(Work to be completed)
Please print all of the material below, word for word.

(Material supplied)
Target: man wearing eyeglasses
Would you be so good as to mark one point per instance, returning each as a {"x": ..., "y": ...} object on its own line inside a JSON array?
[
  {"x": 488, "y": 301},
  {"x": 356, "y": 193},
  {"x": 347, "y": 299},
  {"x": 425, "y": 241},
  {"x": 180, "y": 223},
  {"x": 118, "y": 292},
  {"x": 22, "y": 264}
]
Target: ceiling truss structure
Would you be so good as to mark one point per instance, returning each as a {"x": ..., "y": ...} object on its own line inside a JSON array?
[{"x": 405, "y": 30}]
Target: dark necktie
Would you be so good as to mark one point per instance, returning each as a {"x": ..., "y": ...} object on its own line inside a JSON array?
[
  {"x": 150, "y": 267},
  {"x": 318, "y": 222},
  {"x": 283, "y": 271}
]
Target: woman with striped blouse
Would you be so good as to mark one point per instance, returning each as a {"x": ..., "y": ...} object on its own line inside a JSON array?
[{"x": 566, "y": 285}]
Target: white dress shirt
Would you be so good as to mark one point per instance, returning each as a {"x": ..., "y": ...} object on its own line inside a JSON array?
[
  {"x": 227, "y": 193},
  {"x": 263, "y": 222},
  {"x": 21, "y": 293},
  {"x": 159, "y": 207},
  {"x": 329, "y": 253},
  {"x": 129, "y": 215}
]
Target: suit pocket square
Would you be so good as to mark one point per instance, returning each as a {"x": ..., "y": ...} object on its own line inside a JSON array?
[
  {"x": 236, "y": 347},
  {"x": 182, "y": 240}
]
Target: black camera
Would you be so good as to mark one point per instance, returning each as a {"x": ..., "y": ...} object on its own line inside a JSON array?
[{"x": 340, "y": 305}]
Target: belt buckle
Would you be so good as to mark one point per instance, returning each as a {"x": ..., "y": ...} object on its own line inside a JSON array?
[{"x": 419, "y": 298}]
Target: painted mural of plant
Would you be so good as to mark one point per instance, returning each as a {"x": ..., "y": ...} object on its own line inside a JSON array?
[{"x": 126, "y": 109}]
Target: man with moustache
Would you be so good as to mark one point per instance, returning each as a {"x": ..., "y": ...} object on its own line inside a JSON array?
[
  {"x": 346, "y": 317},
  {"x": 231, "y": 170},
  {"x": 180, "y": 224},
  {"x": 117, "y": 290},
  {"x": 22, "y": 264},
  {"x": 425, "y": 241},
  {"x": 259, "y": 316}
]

(Response)
Target: man wearing eyeglasses
Would you be so good as to mark one point per instance, returning each as a {"x": ..., "y": ...} object on its own line inside a JSON array?
[
  {"x": 488, "y": 301},
  {"x": 356, "y": 193},
  {"x": 347, "y": 299},
  {"x": 425, "y": 241},
  {"x": 180, "y": 223},
  {"x": 118, "y": 292},
  {"x": 22, "y": 264}
]
Target: ceiling truss structure
Would you be so good as to mark one point per instance, returning each as a {"x": ..., "y": ...} object on its own line inside a JSON array?
[{"x": 405, "y": 30}]
Target: dark necktie
Would you be so good as to mark one point per instance, returning each as a {"x": ..., "y": ...} object on its own line inside a JSON array?
[
  {"x": 150, "y": 267},
  {"x": 318, "y": 222},
  {"x": 283, "y": 271}
]
Target: woman with striped blouse
Would you be so good as to mark one point per instance, returning each as a {"x": ..., "y": ...} object on its own line inside a JSON array?
[{"x": 566, "y": 285}]
Target: white dress shirt
Would you be so good as to mark one point per instance, returning each as a {"x": ..., "y": ...} object on its own line inside a JSON array?
[
  {"x": 227, "y": 193},
  {"x": 263, "y": 222},
  {"x": 21, "y": 293},
  {"x": 159, "y": 207},
  {"x": 329, "y": 253},
  {"x": 129, "y": 215}
]
Target: suit pocket square
Would you be so good as to mark one point per instance, returning each as a {"x": ..., "y": ...} object on its own line inside a JSON array?
[
  {"x": 236, "y": 347},
  {"x": 182, "y": 240}
]
Target: black camera
Would you be so good as to mark one point per instance, returning each as a {"x": ..., "y": ...} object on its own line inside a JSON array?
[{"x": 340, "y": 305}]
Target: belt buckle
Would you be so good as to mark one point per instance, returning each as a {"x": ..., "y": ...} object on its own line inside a JSON array?
[{"x": 419, "y": 298}]
Target: painted mural of plant
Would you be so good as to mark one point per instance, returning each as a {"x": ..., "y": ...} object on its own line inside a JSON array?
[{"x": 126, "y": 109}]
Target: man with moustache
Would you be so good as to mark one point per instance, returning each as a {"x": ..., "y": ...} object on its own line inside a JSON array?
[
  {"x": 346, "y": 317},
  {"x": 231, "y": 170},
  {"x": 180, "y": 224},
  {"x": 117, "y": 290},
  {"x": 22, "y": 264},
  {"x": 425, "y": 241},
  {"x": 259, "y": 316}
]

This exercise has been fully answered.